Without omitting anything, return the records precisely as given.

+-------+

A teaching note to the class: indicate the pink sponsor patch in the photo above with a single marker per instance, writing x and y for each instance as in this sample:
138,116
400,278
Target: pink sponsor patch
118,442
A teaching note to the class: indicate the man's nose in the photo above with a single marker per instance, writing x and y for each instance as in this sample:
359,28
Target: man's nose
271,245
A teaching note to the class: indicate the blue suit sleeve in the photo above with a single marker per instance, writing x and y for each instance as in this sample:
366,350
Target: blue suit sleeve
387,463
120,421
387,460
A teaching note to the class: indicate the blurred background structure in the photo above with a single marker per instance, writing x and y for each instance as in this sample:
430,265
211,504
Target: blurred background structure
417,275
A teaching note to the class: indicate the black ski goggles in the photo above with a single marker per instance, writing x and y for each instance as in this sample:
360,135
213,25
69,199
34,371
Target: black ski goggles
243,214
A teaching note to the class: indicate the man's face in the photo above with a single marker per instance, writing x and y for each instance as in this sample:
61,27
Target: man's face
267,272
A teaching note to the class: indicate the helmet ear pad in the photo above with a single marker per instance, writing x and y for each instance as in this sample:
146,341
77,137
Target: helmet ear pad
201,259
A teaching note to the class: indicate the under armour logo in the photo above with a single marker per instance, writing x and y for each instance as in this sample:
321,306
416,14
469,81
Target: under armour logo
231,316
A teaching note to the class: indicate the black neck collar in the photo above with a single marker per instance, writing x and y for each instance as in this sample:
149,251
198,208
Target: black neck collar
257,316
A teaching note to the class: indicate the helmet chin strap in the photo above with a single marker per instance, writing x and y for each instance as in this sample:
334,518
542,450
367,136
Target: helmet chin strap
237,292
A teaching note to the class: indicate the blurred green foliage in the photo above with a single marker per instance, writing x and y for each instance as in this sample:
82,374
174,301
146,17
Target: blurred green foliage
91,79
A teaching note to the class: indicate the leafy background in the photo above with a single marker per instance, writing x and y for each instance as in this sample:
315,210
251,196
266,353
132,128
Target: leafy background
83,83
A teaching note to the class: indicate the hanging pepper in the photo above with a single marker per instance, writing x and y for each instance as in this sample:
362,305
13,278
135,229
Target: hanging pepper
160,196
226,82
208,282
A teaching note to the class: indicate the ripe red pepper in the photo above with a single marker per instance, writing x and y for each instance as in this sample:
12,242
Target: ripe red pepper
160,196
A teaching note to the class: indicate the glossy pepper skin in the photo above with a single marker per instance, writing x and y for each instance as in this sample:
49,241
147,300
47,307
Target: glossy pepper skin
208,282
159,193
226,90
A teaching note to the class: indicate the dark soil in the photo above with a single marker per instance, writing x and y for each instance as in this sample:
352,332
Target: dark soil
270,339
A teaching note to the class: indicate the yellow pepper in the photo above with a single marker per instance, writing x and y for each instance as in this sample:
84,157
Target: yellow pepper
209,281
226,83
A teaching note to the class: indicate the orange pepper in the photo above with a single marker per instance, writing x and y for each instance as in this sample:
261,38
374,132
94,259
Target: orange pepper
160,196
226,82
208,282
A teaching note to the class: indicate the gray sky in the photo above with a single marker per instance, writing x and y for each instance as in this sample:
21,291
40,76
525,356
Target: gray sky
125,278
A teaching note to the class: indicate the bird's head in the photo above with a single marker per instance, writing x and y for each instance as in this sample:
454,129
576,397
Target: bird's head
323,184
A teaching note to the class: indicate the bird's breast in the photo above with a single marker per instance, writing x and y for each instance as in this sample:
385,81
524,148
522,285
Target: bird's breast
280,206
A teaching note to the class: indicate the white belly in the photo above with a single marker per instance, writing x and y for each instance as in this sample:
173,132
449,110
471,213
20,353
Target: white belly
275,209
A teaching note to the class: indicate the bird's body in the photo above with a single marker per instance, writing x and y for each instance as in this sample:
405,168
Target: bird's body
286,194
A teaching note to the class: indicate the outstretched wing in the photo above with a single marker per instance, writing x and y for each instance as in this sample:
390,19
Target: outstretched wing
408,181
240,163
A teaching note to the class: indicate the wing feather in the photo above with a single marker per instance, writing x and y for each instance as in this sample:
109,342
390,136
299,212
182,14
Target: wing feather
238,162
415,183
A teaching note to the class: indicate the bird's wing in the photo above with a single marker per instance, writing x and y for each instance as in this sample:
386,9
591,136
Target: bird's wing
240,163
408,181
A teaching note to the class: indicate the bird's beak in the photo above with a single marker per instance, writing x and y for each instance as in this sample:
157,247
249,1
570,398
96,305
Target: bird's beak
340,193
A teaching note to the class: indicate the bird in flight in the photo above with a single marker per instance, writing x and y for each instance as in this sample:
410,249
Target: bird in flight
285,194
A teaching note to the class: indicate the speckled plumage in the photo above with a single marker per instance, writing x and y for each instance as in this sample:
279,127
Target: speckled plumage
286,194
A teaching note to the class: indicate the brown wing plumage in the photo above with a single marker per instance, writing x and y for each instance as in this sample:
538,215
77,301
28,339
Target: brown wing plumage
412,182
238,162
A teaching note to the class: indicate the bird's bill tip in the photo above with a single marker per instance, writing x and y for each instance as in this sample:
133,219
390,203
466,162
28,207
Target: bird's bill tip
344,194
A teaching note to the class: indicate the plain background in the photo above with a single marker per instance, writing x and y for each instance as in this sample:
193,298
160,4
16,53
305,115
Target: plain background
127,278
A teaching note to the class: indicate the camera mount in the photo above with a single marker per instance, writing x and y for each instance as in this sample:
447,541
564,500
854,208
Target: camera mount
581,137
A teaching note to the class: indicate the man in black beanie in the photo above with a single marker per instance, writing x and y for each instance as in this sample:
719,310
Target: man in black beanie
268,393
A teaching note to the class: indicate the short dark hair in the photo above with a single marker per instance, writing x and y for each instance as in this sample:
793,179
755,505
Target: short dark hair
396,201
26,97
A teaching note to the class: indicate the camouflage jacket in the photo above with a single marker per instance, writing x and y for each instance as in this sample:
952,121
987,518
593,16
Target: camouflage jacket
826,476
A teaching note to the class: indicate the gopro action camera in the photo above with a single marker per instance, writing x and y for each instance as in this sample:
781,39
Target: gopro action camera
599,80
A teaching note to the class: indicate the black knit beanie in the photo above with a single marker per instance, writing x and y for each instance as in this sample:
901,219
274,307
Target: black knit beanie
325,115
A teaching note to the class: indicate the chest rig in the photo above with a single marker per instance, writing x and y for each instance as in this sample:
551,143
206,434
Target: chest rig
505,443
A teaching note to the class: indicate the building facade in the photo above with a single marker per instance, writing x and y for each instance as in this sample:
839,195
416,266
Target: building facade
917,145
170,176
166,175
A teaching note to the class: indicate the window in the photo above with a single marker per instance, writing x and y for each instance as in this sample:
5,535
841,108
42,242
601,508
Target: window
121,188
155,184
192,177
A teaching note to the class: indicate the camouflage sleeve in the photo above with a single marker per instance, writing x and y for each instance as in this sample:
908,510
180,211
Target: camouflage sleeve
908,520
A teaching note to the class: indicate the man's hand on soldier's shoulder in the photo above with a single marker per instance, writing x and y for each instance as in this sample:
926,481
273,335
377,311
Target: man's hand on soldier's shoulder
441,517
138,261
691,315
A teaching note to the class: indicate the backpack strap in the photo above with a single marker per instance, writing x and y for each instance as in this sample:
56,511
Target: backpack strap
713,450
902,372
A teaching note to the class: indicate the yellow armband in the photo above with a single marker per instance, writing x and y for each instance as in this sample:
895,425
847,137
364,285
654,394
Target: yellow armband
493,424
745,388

+-------+

■ **Output of the task**
A teaching note to the class: indicate the pink sponsor patch in the photo above with a single marker per instance, writing x and y for each instance as in this sample:
138,116
400,278
Target: pink sponsor patch
118,442
A teaching note to the class: indicate the man's nose in the photo above with a single marker per instance, writing x and y for each instance as in this sample:
359,28
Target: man's nose
271,245
A teaching note to the class: indicate the blue suit sleeve in the photo above with a single marker per instance, writing x and y for each instance as in this sample:
366,350
Target: blue suit sleeve
387,463
120,421
387,460
A teaching note to the class: indicate the blurred background structure in the photo above with a single marker per instance, writing x and y for each instance as in this sample:
430,265
211,504
Target: blurred background structure
417,275
A teaching note to the class: indicate the black ski goggles in the photo above with a single marker per instance, writing x and y for each instance as in this sample:
360,135
213,25
69,199
34,371
Target: black ski goggles
243,214
A teaching note to the class: indicate the man's face in the photo above with a single marker per instance, writing x and y for each instance as in this sample:
61,27
Target: man's face
267,272
A teaching note to the class: indicate the helmet ear pad in the photo above with a single marker per instance, writing x and y for each instance as in this sample:
146,341
77,137
Target: helmet ear pad
201,259
A teaching note to the class: indicate the under armour logo in the photo above with a single marker per instance, writing x and y for each instance as in this sample:
321,306
416,14
469,81
Target: under armour logo
231,316
A teaching note to the class: indicate the black neck collar in the photo above with a single marker per instance, writing x and y for each instance as in this sample:
149,251
198,208
Target: black neck collar
257,316
A teaching note to the class: indicate the helmet chin strap in the photo above with a single marker per instance, writing x and y for each instance as in this sample:
334,518
542,450
367,136
Target: helmet chin strap
237,292
A teaching note to the class: indicate the blurred green foliage in the photo above with a single marker per instance, writing x and y for each instance as in this sample:
82,374
174,301
146,17
Target: blurred green foliage
91,79
A teaching note to the class: indicate the leafy background in the photo above with a single marker per instance, writing x and y for each instance as in this sample:
315,210
251,196
266,353
132,128
Target: leafy background
83,83
A teaching note to the class: indicate the hanging pepper in the photo above with a single marker per instance, writing x and y for each instance as in this sample:
362,305
13,278
135,229
Target: hanging pepper
160,196
226,82
208,282
A teaching note to the class: indicate the ripe red pepper in the photo above with a single marker per instance, writing x and y for each instance as in this sample:
12,242
Target: ripe red pepper
160,196
A teaching note to the class: indicate the glossy pepper skin in the photo above with a single marker per instance, writing x and y for each instance as in this sample:
49,241
147,300
47,307
Target: glossy pepper skin
208,282
159,193
226,90
A teaching note to the class: indicate the dark soil in the photo above with a single marker per instance, writing x and y for each instance as in this sample:
352,332
Target: dark soil
270,339
A teaching note to the class: indicate the yellow pepper in the photo above with a single marker per instance, writing x and y for each instance as in this sample:
84,157
Target: yellow pepper
209,281
226,83
A teaching note to the class: indicate the orange pepper in the photo above with a single marker per instance, writing x and y for each instance as in this sample:
261,38
374,132
94,259
Target: orange pepper
160,196
226,82
208,282
A teaching note to the class: indicate the gray sky in the photo above with a single marker per instance, writing x and y for each instance as in this sample:
21,291
40,76
525,356
Target: gray sky
125,278
A teaching note to the class: indicate the bird's head in the photo above with a single marker per instance, writing x and y for each instance as in this sample:
454,129
576,397
Target: bird's head
323,184
A teaching note to the class: indicate the bird's breast in the photo above with a single marker per instance, writing x and y for each instance as in this sample:
385,81
524,148
522,285
Target: bird's breast
280,206
A teaching note to the class: indicate the white belly in the photo above with a single marker per instance, writing x and y for each instance as in this sample:
173,132
449,110
471,213
20,353
Target: white belly
275,209
A teaching note to the class: indicate the bird's body in the photo above with a single marker per instance, writing x and y for each instance as in this sample:
405,168
Target: bird's body
286,194
A teaching note to the class: indicate the outstretched wing in the photo above with a single marker per instance, writing x and y for each instance as in this sample:
390,19
Target: outstretched wing
408,181
240,163
A teaching note to the class: indicate the wing feather in the photo above with a single marker per instance, writing x and y for each instance as in this sample:
109,342
390,136
299,212
182,14
Target: wing feather
238,162
415,183
A teaching note to the class: indicate the bird's wing in the photo above with a single marker per instance, writing x and y for each instance as in this sample:
386,9
591,136
Target: bird's wing
240,163
408,181
A teaching note to the class: indicate the bird's beak in the photo above with a single marker per instance, writing x and y for each instance as in this sample:
157,247
249,1
570,398
96,305
Target: bird's beak
340,193
A teaching note to the class: indicate the bird in flight in the photo above with a single marker per instance, writing x and y for each instance as in this sample:
410,249
Target: bird in flight
285,194
A teaching note to the class: indicate the speckled plumage in the photo above with a single marker per instance, writing x and y for each instance as in this sample:
279,127
Target: speckled plumage
286,194
A teaching note to the class: indicate the brown wing plumage in the photo above with a single marker per instance, writing x and y for each instance as in this sample:
538,215
77,301
28,339
Target: brown wing plumage
412,182
238,162
A teaching note to the class: indicate the bird's bill tip in the photo above with a single marker per instance, writing x and y for each instance as in this sample:
133,219
390,203
466,162
28,207
Target: bird's bill tip
344,194
A teaching note to the class: indicate the plain background in the photo above with a single marker per instance, writing x and y for each instance as in this sample:
193,298
160,4
16,53
305,115
Target: plain background
127,278
A teaching note to the class: indicate the camera mount in the photo above with a single marker per instance, writing x and y for each instance as in this sample:
447,541
564,500
854,208
Target: camera mount
581,137
A teaching note to the class: indicate the man in black beanie in the photo above with a single marker per instance, writing x and y for each instance as in this sample:
719,310
Target: man in black beanie
268,393
A teaching note to the class: indicate the short dark hair in the photo above with a single marker per instance, writing x and y for each instance as in this sample:
793,179
755,505
Target: short dark hair
396,201
26,97
A teaching note to the class: indicate the camouflage jacket in the photo above with a single marker per instance, writing x and y for each instance as in this sample:
952,121
987,518
593,16
Target: camouflage jacket
826,476
A teaching note to the class: indicate the gopro action camera in the photo above with a single marker per instance, writing x and y for each instance as in this sample:
781,39
Target: gopro action camera
599,80
A teaching note to the class: indicate the black knit beanie in the photo above with a single marker per instance, writing x and y for each instance as in this sample:
901,219
274,307
Target: black knit beanie
325,115
A teaching note to the class: indicate the chest rig in the photo above with a single marker per instance, writing x and y for each instance as in this sample:
551,143
206,434
Target: chest rig
505,443
A teaching note to the class: indicate the building facade in the photo above with a single marker per instance, writing x and y for each instance as in this sample:
839,195
416,266
Target: building facade
917,145
170,176
166,175
A teaching note to the class: indicate the window in the photo above with a single marker per instance, writing x and y for each instance as in this sample:
5,535
841,108
42,242
601,508
Target: window
121,188
155,184
192,177
A teaching note to the class: indicate the camouflage sleeve in the photo above with a single marker per instance, writing x and y for each instance as in this sample:
908,510
180,211
Target: camouflage sleeve
908,520
A teaching note to the class: indicate the man's hand on soldier's shoulder in the photo above with a single marker per instance, writing x and y for each instance as in this sample:
926,481
273,335
377,311
Target: man's hand on soldier's shoulder
441,517
138,261
691,315
A teaching note to the class: indicate the backpack strap in the photo above with a single marker per instance, writing x and y for each instance as in this sample:
56,511
Target: backpack strap
713,450
902,372
A teaching note to the class: indicate the yellow armband in the photo above with a single marker per instance, writing x and y for each instance as in this sample:
895,425
847,137
364,285
654,394
Target: yellow armband
493,424
745,388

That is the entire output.